⟨
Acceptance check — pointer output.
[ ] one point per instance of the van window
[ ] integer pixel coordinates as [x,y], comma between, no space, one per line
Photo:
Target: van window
⟩
Rewrite the data above with each "van window" changed to "car window" and nothing else altered.

▸ **OUTPUT FOR THIS EXERCISE**
Acceptance check — pointer output.
[ ] one point per instance of the car window
[ ] integer pixel coordinates as [x,y], comma between, no space, one per line
Photo:
Target: car window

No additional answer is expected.